-- BEGIN PASSAGE SHOWN --

On Tue, Apr 07 2020, Bruce D'Arcus wrote:
> While I of course can't speak for John, I would hope and expect
> org
> ref to support the new syntax.
>
> I would hope and expect the same of other packages (like ebib)
> that
> use their own custom syntax.
Ebib maintainer here. I would certainly include support in Ebib
for any citation syntax that Org would adopt.
What would help, BTW, is if there's an easy way to find out what
the bibliography file or files are that are associated with the
current Org buffer.
--
Joost Kremers
Life has its moments
On Tue, Apr 7, 2020 at 5:13 PM Joost Kremers <joostkremers@fastmail.fm> wrote:
> On Tue, Apr 07 2020, Bruce D'Arcus wrote:
> > While I of course can't speak for John, I would hope and expect
> > org
> > ref to support the new syntax.
> >
> > I would hope and expect the same of other packages (like ebib)
> > that
> > use their own custom syntax.
>
> Ebib maintainer here. I would certainly include support in Ebib
> for any citation syntax that Org would adopt.
>
> What would help, BTW, is if there's an easy way to find out what
> the bibliography file or files are that are associated with the
> current Org buffer.
I guess the simplest and most flexible option would be to specify the
bib file in the header?
So if present use that; otherwise use the global bib file(s) specified
in the init?
Bruce
On Wed, Apr 08 2020, Bruce D'Arcus wrote:
> On Tue, Apr 7, 2020 at 5:13 PM Joost Kremers
> <joostkremers@fastmail.fm> wrote:
>> What would help, BTW, is if there's an easy way to find out
>> what
>> the bibliography file or files are that are associated with the
>> current Org buffer.

-- END PASSAGE SHOWN --
-- BEGIN COLLECTED DATA --

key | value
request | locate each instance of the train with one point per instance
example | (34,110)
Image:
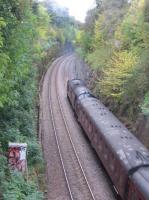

-- END COLLECTED DATA --

- [WORK TO DO]
[1] Name every person mentioned by name in the email thread, listing each person once.
[2] In the email thread, who says they are the Ebib maintainer?

- [RESPONSES PER TASK]
[1] Bruce D'Arcus, John, Joost Kremers

[2] Joost Kremers